# [Records to use]
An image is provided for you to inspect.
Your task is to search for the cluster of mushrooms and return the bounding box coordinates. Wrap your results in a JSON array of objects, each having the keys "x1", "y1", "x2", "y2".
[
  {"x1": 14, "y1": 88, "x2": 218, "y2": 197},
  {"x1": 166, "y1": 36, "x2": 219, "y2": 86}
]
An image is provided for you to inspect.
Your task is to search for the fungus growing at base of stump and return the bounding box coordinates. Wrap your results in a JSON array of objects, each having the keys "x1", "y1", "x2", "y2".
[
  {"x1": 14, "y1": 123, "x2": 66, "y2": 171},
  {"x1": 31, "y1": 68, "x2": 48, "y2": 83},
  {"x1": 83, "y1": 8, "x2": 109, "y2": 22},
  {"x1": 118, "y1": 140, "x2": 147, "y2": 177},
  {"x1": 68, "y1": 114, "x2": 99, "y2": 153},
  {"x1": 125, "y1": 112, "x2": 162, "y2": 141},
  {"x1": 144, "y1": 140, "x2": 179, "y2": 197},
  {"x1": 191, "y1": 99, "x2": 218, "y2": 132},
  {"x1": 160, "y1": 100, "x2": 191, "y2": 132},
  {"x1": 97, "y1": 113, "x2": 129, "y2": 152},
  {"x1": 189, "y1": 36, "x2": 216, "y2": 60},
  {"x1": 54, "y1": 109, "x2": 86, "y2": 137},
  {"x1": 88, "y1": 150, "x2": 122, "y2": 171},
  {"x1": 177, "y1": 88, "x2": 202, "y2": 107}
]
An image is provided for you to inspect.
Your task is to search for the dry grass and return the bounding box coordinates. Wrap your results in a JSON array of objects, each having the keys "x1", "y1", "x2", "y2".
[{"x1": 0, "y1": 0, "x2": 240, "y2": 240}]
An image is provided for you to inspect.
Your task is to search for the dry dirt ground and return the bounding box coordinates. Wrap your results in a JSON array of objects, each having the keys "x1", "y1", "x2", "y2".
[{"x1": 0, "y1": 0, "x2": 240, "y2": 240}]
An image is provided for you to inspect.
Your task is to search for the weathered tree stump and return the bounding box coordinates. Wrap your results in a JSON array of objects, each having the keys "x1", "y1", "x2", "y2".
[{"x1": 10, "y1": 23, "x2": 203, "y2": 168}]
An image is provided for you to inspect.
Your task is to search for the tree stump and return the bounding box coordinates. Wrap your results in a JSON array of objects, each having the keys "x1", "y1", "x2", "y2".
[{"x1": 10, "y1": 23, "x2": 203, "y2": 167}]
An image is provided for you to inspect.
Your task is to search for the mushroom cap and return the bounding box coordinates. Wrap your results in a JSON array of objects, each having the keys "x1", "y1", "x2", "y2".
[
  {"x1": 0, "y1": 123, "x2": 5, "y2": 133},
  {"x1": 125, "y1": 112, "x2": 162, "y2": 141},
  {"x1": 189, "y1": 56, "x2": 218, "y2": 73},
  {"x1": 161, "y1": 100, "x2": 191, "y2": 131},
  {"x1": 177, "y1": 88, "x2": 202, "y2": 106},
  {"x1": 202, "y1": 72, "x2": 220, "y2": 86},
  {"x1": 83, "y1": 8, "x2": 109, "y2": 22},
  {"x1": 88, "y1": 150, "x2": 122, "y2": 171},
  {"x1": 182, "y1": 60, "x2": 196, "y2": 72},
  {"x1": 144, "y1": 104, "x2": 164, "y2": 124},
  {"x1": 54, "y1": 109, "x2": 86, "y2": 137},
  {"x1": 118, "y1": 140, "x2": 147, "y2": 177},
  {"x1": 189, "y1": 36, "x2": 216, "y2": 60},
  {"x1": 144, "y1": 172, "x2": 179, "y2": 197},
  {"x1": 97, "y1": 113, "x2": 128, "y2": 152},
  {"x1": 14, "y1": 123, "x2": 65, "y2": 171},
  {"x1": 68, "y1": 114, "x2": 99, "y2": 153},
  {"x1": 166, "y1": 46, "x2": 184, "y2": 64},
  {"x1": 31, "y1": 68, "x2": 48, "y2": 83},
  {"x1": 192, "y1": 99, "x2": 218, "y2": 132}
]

# [Your objective]
Which lines in the rows above contain the string "tree"? Report every one of them in full, with uppercase and lowercase counted as different.

# [Finished task]
Your task is to search for the weathered tree stump and return the bounding box coordinates. Wrap your results in a JSON array of objects, each having the keys "x1", "y1", "x2", "y2".
Your task is to search for the tree stump and return the bounding box coordinates. Wrap your results in a JSON array of objects, each having the keys "x1", "y1", "x2", "y2".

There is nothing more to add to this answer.